Lines in the entries below where the word "dark" shows up should each be copied.
(Input data Opens)
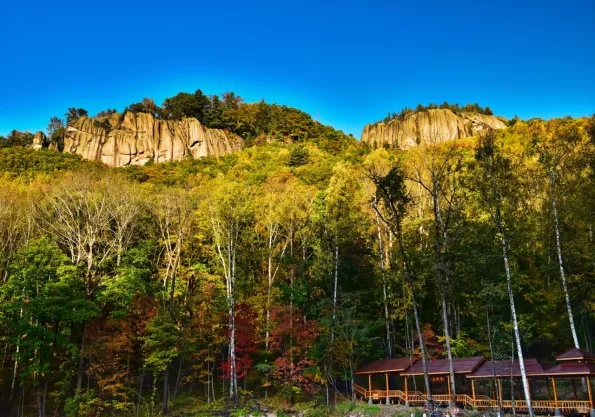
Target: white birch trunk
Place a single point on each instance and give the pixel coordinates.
(384, 292)
(515, 323)
(561, 262)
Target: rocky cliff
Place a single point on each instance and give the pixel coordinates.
(432, 126)
(139, 138)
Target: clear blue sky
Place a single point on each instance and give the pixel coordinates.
(348, 62)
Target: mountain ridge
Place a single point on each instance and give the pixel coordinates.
(427, 127)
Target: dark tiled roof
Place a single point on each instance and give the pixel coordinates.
(504, 368)
(577, 355)
(571, 369)
(440, 366)
(385, 365)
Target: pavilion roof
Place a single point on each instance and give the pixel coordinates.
(576, 355)
(385, 366)
(571, 369)
(440, 366)
(506, 368)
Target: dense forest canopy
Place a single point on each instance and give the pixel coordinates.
(277, 270)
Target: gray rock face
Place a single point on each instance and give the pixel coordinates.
(432, 126)
(140, 138)
(40, 141)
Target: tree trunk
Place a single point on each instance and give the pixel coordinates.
(560, 261)
(384, 292)
(453, 397)
(336, 280)
(515, 323)
(491, 343)
(165, 408)
(442, 275)
(232, 348)
(422, 345)
(48, 373)
(79, 380)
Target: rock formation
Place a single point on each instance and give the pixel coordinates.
(139, 138)
(41, 141)
(432, 126)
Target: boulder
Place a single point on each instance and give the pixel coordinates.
(428, 127)
(138, 138)
(40, 141)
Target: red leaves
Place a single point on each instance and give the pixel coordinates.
(292, 336)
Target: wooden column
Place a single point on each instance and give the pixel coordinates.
(549, 391)
(590, 392)
(555, 392)
(387, 398)
(473, 387)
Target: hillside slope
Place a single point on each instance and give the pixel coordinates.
(140, 138)
(431, 126)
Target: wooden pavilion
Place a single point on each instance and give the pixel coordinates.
(495, 372)
(439, 373)
(574, 364)
(384, 367)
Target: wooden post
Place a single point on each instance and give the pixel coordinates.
(387, 397)
(473, 387)
(549, 391)
(590, 392)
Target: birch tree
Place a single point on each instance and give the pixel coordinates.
(229, 211)
(173, 212)
(392, 192)
(498, 188)
(436, 171)
(555, 150)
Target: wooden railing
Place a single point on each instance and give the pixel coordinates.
(481, 402)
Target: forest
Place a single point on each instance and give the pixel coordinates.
(272, 273)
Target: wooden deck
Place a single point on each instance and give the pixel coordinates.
(480, 402)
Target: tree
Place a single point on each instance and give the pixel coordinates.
(392, 192)
(173, 213)
(436, 171)
(74, 114)
(145, 106)
(555, 150)
(229, 213)
(498, 188)
(46, 296)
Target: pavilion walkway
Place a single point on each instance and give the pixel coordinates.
(572, 365)
(481, 402)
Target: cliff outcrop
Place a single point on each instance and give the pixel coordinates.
(138, 138)
(431, 126)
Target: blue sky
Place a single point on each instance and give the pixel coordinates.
(347, 62)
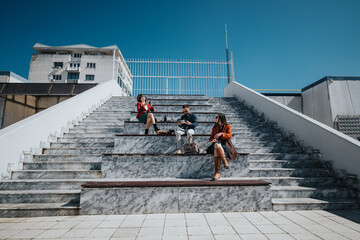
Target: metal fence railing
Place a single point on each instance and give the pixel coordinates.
(180, 77)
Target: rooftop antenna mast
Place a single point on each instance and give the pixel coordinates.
(227, 55)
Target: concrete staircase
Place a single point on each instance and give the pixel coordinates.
(51, 183)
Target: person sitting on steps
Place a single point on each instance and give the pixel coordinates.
(221, 132)
(144, 115)
(187, 124)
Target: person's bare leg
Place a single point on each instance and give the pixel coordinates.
(148, 122)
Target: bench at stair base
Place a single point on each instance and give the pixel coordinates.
(169, 166)
(180, 196)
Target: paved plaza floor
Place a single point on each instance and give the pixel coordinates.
(280, 225)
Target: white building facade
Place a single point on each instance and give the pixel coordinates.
(79, 64)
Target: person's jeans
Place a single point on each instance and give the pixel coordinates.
(181, 132)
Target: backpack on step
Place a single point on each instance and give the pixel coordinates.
(191, 148)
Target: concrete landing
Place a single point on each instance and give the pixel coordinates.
(313, 225)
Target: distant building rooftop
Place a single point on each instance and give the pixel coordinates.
(14, 75)
(339, 78)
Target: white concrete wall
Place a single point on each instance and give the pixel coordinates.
(343, 150)
(293, 102)
(33, 132)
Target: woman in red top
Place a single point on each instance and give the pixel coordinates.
(144, 114)
(221, 132)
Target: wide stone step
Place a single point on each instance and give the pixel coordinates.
(311, 192)
(40, 196)
(67, 157)
(77, 150)
(202, 127)
(185, 196)
(96, 130)
(304, 181)
(202, 116)
(88, 135)
(56, 174)
(283, 156)
(168, 166)
(167, 144)
(86, 140)
(83, 145)
(62, 165)
(285, 164)
(87, 125)
(289, 172)
(42, 184)
(166, 108)
(292, 204)
(38, 210)
(257, 149)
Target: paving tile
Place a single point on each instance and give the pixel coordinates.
(304, 236)
(27, 234)
(269, 229)
(222, 230)
(52, 233)
(175, 222)
(292, 228)
(12, 220)
(196, 222)
(256, 218)
(153, 222)
(330, 236)
(77, 233)
(67, 225)
(8, 233)
(96, 217)
(279, 237)
(209, 237)
(252, 237)
(101, 233)
(115, 217)
(175, 215)
(246, 229)
(197, 231)
(109, 224)
(175, 238)
(175, 231)
(151, 232)
(88, 224)
(227, 237)
(126, 232)
(43, 225)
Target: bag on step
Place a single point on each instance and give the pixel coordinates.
(191, 147)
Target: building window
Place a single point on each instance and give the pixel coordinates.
(77, 55)
(75, 65)
(91, 65)
(58, 64)
(73, 75)
(56, 77)
(89, 77)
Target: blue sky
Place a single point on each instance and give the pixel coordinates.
(276, 43)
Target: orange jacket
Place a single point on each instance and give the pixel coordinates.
(141, 109)
(226, 132)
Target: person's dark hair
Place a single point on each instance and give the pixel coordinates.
(222, 118)
(140, 96)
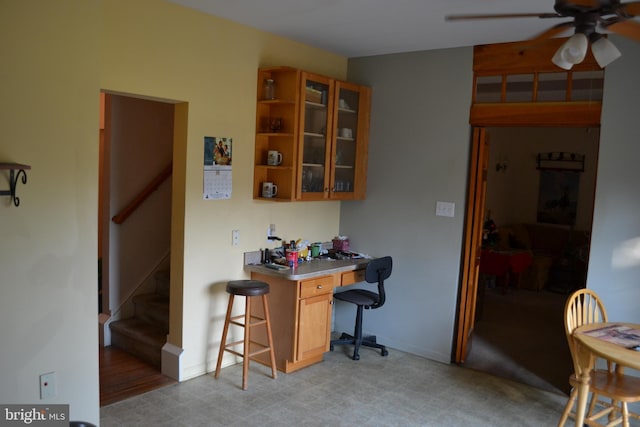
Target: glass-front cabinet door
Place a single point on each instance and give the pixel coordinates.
(350, 139)
(315, 139)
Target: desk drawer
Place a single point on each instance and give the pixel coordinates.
(351, 277)
(318, 286)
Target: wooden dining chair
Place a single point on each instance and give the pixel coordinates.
(585, 307)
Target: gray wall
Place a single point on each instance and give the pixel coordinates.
(616, 216)
(418, 154)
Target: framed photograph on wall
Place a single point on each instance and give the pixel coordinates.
(558, 197)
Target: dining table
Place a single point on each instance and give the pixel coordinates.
(602, 340)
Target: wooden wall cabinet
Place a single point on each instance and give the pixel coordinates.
(322, 131)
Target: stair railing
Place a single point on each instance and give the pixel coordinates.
(153, 185)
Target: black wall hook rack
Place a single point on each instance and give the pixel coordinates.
(13, 179)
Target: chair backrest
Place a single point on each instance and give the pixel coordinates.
(378, 270)
(583, 307)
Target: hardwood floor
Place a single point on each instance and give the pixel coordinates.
(123, 376)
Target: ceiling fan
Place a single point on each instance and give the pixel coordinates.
(587, 16)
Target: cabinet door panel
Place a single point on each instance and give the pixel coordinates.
(349, 148)
(314, 326)
(316, 112)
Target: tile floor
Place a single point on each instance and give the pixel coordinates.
(398, 390)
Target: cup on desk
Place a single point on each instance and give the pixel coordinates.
(346, 133)
(315, 249)
(274, 158)
(269, 189)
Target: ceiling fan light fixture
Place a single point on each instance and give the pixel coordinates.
(571, 52)
(604, 51)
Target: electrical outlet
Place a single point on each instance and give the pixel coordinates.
(445, 209)
(47, 385)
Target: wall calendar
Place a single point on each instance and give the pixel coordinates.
(217, 168)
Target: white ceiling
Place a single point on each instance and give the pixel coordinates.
(354, 28)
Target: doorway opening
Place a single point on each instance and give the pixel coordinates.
(138, 140)
(519, 332)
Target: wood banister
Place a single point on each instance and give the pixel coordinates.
(121, 216)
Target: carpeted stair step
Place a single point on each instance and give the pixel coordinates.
(154, 309)
(139, 338)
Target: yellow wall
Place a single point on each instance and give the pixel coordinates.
(56, 57)
(158, 49)
(49, 87)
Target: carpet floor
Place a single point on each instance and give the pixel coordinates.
(519, 335)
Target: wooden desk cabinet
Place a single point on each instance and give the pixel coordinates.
(301, 313)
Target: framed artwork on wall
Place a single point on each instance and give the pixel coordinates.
(558, 197)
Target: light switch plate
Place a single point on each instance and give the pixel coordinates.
(445, 209)
(48, 385)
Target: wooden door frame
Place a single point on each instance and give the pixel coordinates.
(472, 242)
(503, 59)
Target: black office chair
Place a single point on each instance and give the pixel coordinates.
(377, 271)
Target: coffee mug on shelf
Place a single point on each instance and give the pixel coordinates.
(274, 158)
(269, 189)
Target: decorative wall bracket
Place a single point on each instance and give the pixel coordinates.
(560, 161)
(13, 179)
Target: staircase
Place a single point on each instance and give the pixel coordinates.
(144, 334)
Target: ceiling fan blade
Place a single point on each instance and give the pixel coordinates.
(586, 3)
(630, 9)
(501, 15)
(627, 28)
(553, 31)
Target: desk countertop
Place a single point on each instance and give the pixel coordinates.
(307, 270)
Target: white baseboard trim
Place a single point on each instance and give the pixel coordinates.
(171, 355)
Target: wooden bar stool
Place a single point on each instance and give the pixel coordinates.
(248, 289)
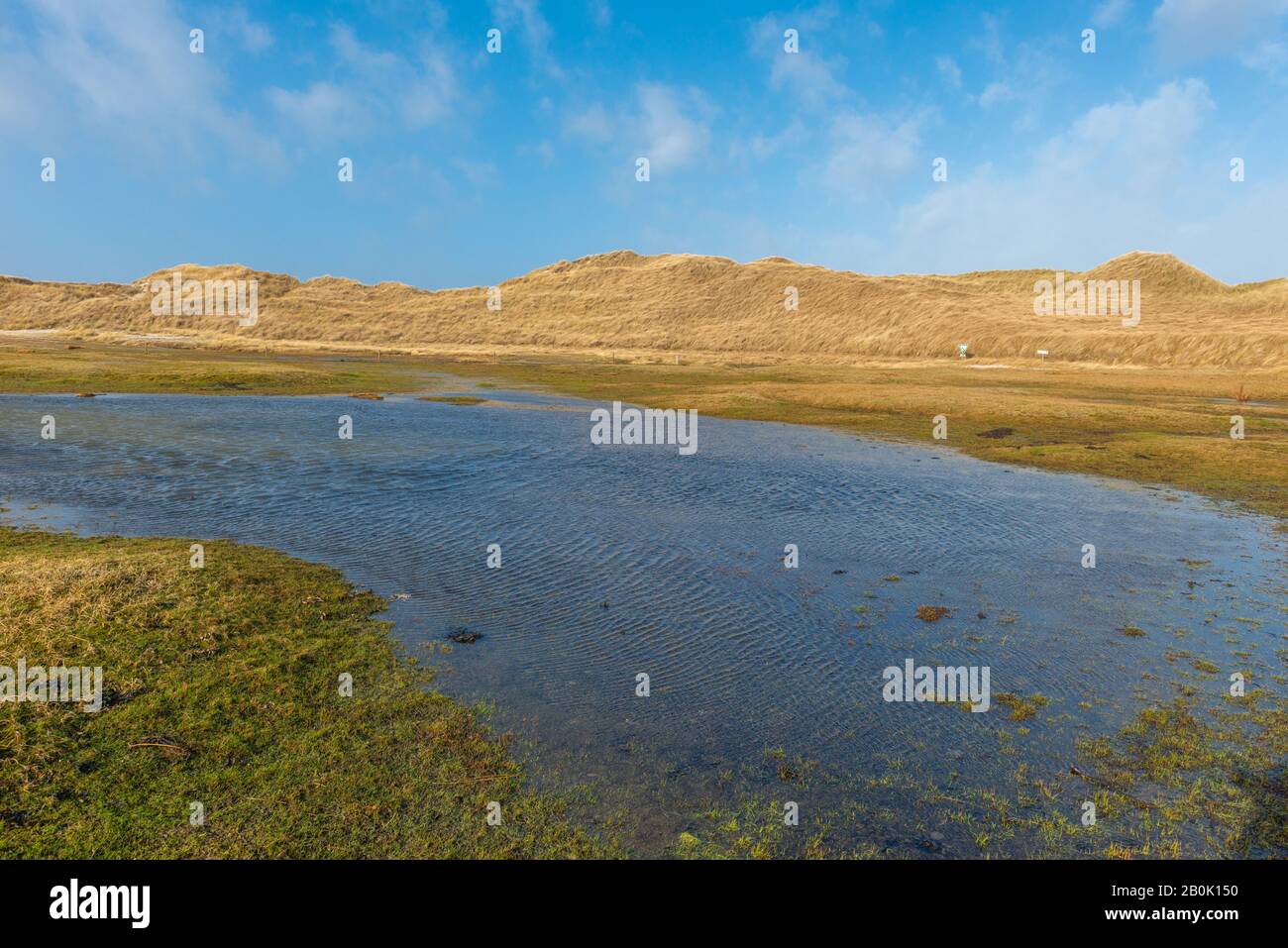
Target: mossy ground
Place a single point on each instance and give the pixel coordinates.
(239, 661)
(236, 666)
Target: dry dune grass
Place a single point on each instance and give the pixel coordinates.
(703, 304)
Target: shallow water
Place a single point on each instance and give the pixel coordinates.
(618, 561)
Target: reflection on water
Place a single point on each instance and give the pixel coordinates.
(618, 561)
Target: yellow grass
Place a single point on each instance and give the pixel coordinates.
(706, 305)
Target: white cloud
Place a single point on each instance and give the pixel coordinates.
(1196, 30)
(666, 125)
(376, 84)
(590, 123)
(996, 93)
(807, 73)
(949, 69)
(90, 71)
(236, 24)
(670, 138)
(526, 17)
(1113, 176)
(1109, 13)
(868, 153)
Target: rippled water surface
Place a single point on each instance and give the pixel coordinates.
(619, 561)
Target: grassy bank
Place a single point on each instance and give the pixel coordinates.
(222, 687)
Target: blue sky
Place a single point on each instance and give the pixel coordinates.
(471, 167)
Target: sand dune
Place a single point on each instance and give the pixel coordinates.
(706, 304)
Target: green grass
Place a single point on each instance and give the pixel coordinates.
(223, 687)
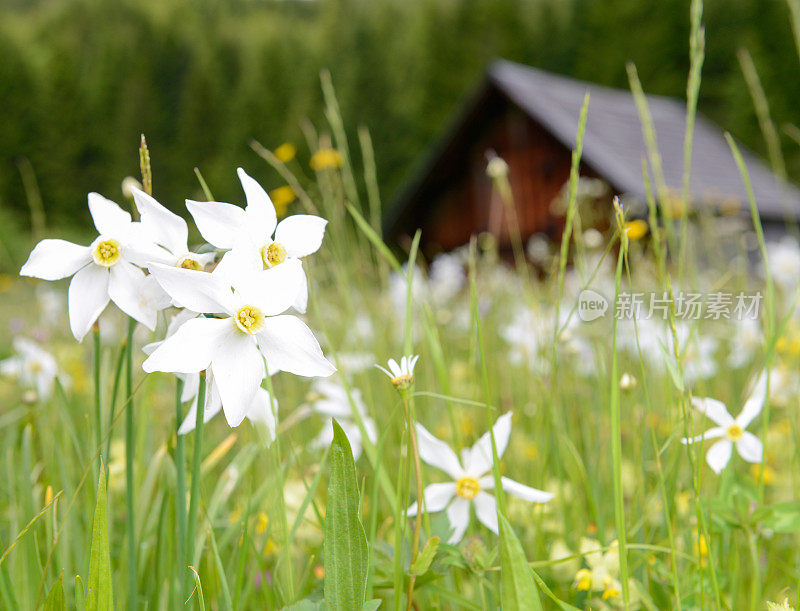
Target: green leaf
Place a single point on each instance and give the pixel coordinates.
(306, 605)
(100, 596)
(55, 598)
(517, 586)
(80, 594)
(345, 546)
(423, 561)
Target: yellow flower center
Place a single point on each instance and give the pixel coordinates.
(467, 488)
(403, 382)
(610, 589)
(106, 253)
(249, 319)
(188, 262)
(273, 254)
(734, 432)
(583, 580)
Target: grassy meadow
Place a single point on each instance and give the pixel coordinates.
(598, 409)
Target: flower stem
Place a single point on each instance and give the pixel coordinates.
(412, 434)
(197, 458)
(97, 399)
(129, 457)
(114, 394)
(180, 492)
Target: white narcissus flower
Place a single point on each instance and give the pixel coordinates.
(331, 400)
(170, 232)
(256, 228)
(104, 270)
(249, 329)
(33, 365)
(259, 412)
(731, 429)
(471, 479)
(402, 374)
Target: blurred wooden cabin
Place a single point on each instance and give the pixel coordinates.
(530, 118)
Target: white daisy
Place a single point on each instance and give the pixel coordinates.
(32, 365)
(249, 329)
(256, 228)
(471, 479)
(732, 430)
(170, 232)
(401, 375)
(104, 270)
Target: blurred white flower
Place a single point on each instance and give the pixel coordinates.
(32, 365)
(255, 229)
(731, 429)
(331, 400)
(401, 375)
(747, 339)
(260, 411)
(104, 270)
(250, 330)
(783, 257)
(446, 277)
(471, 479)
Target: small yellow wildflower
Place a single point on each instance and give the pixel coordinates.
(636, 229)
(281, 198)
(326, 159)
(769, 473)
(583, 580)
(286, 152)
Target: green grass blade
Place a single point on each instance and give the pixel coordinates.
(345, 544)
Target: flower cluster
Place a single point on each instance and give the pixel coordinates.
(234, 324)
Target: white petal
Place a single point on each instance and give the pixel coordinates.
(55, 259)
(108, 217)
(713, 409)
(191, 348)
(719, 454)
(273, 290)
(261, 217)
(163, 226)
(394, 368)
(289, 345)
(437, 496)
(458, 515)
(126, 288)
(220, 224)
(712, 433)
(437, 453)
(194, 290)
(754, 404)
(526, 493)
(750, 447)
(11, 366)
(480, 455)
(301, 301)
(301, 234)
(486, 510)
(88, 297)
(238, 371)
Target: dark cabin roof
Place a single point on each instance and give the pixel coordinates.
(613, 144)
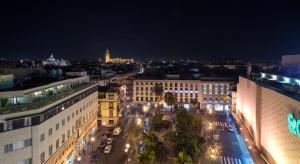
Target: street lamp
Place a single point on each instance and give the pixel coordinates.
(92, 139)
(78, 159)
(139, 121)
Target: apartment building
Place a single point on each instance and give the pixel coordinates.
(210, 92)
(269, 106)
(48, 123)
(109, 106)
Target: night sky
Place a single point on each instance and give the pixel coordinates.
(149, 29)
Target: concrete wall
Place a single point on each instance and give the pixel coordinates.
(283, 146)
(246, 105)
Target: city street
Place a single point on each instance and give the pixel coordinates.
(234, 149)
(117, 154)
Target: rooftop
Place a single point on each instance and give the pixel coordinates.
(32, 106)
(286, 85)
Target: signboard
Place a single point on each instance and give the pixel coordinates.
(294, 124)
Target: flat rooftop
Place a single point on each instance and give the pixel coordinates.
(37, 105)
(34, 82)
(282, 84)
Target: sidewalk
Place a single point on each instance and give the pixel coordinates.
(248, 140)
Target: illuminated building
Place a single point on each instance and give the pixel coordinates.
(109, 102)
(108, 59)
(269, 105)
(210, 92)
(48, 123)
(55, 62)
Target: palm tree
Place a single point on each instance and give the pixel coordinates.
(170, 99)
(158, 90)
(194, 102)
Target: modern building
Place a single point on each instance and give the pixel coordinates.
(269, 105)
(6, 81)
(49, 123)
(109, 106)
(211, 92)
(55, 62)
(108, 59)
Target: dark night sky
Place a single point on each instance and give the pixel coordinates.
(149, 29)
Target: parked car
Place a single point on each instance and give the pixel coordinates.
(109, 141)
(117, 131)
(229, 128)
(107, 149)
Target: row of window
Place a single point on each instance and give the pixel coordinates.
(37, 119)
(64, 137)
(69, 117)
(17, 145)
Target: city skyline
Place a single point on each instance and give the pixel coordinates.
(157, 30)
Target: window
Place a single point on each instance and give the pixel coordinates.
(8, 148)
(57, 143)
(110, 122)
(42, 137)
(63, 138)
(42, 156)
(111, 105)
(63, 122)
(50, 131)
(28, 142)
(26, 161)
(50, 150)
(111, 113)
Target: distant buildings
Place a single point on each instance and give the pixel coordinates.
(210, 92)
(269, 105)
(109, 106)
(119, 60)
(55, 62)
(47, 122)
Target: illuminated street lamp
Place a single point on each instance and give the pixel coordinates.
(92, 140)
(79, 159)
(145, 108)
(139, 121)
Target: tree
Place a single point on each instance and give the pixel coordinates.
(183, 158)
(194, 102)
(170, 99)
(158, 90)
(152, 151)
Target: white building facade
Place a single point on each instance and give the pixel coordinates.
(49, 129)
(209, 93)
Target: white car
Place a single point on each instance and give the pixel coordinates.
(117, 131)
(107, 149)
(109, 141)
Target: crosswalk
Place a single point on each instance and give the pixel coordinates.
(230, 160)
(220, 124)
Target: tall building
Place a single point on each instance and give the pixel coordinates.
(210, 92)
(108, 59)
(269, 105)
(109, 106)
(107, 56)
(48, 123)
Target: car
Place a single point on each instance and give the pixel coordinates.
(109, 141)
(229, 128)
(117, 131)
(107, 149)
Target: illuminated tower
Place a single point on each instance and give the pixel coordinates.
(107, 56)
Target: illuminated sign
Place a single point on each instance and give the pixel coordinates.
(294, 124)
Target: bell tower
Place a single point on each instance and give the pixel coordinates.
(107, 56)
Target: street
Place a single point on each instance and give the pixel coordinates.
(234, 149)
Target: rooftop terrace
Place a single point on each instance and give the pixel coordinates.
(Input data Closes)
### Your solution
Target: dark tiled roof
Target: person's dark hair
Target: dark cabin roof
Target: dark night sky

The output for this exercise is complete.